[START OF SELECTED EXTRACT]

Metadata-Version: 2.1
Name: dominodatalab
Version: 1.1.1
Summary: Python bindings for the Domino API
Home-page: https://github.com/dominodatalab/python-domino
Download-URL: https://github.com/dominodatalab/python-domino/archive/1.1.1.zip
Author: Domino Data Lab
Author-email: support@dominodatalab.com
License: Apache Software License (Apache 2.0)
Keywords: Domino Data Lab,API
Description-Content-Type: text/markdown
Provides-Extra: airflow
Provides-Extra: data
Provides-Extra: dev
License-File: LICENSE.txt

This library provides bindings for the Domino APIs. See this
documentation for details about the APIs:

-   [Latest public Domino
    APIs](https://docs.dominodatalab.com/en/latest/api_guide/8c929e/domino-public-apis/)

-   [Legacy APIs](https://dominodatalab.github.io/api-docs/)

The latest released version of `python-domino` is `1.1.0`.

# Version compatibility matrix

The `python-domino` library is compatible with different versions of
Domino:

| Domino Versions |                                    Python-Domino                                    |
| --------------- | :---------------------------------------------------------------------------------: |
| 3.6.x or lower  | [0.3.5](http://github.com/dominodatalab/python-domino/archive/0.3.5.zip)            |
| 4.1.0 or higher | [1.0.0](https://github.com/dominodatalab/python-domino/archive/1.0.0.zip) or Higher |

# Install python-domino

Starting from version `1.0.6`, `python-domino` is available on PyPI as `dominodatalab`:

    pip install dominodatalab

If you are adding install instructions for `python-domino` to your [Domino Environment](https://support.dominodatalab.com/hc/en-us/articles/115000392643-Compute-Environment-Management) Dockerfile Instructions field, you must add `RUN` to the beginning:

    RUN pip install dominodatalab

To install a specific version of the library from PyPI, such as `1.0.6`:

    pip install dominodatalab==1.0.6

To install a specific version of the library from GitHub, such as
`1.0.6`:

    pip install https://github.com/dominodatalab/python-domino/archive/1.0.6.zip

# Development

The current `python-domino` is based on Python 3.9, which is therefore recommended for development. Pipenv is also recommended to manage the dependencies.

To install dependencies from `setup.py` for development:

    pipenv install -e ".[dev]"

Use the same process for Airflow and data:

    pipenv install -e ".[data]" ".[airflow]"

# Set up the connection

You can set up the connection by creating a new instance of `Domino`:

-   *project:* A project identifier (in the form of
    ownerusername/projectname).

[END OF SELECTED EXTRACT]
[START OF EXTRACTED ENTRIES]

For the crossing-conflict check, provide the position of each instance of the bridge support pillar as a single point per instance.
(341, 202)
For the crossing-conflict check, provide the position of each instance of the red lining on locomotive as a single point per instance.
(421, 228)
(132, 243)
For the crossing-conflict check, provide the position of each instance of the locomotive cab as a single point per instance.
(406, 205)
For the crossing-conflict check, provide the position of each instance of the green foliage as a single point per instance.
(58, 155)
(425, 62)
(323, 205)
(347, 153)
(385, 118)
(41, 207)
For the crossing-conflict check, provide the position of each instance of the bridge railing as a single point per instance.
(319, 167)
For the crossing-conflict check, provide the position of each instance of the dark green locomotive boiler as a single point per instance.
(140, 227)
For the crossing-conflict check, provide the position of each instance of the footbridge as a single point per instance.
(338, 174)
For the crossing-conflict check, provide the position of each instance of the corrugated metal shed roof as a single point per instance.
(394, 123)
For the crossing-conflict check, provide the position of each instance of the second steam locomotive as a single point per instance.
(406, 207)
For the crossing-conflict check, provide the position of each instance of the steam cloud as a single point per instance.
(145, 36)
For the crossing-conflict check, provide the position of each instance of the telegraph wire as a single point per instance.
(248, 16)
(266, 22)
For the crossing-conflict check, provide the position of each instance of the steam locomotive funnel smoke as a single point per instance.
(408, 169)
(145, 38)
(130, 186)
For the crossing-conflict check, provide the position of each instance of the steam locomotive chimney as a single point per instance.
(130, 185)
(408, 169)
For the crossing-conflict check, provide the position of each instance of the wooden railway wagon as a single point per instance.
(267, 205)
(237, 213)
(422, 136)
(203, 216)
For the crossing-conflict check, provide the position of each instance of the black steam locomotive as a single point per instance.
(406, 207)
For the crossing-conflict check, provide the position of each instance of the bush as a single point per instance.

[END OF EXTRACTED ENTRIES]

:: EXERCISE INSTRUCTIONS ::
Please rename "1.0.6" to "1.1.1" and give the python-domino README again, everything from "To install a specific version of the library from PyPI, such" down to "manage the dependencies.". Rely only on the python-domino README, not on the listing.

:: FINAL ANSWER ::
To install a specific version of the library from PyPI, such as `1.1.1`:

    pip install dominodatalab==1.1.1

To install a specific version of the library from GitHub, such as
`1.1.1`:

    pip install https://github.com/dominodatalab/python-domino/archive/1.1.1.zip

# Development

The current `python-domino` is based on Python 3.9, which is therefore recommended for development. Pipenv is also recommended to manage the dependencies.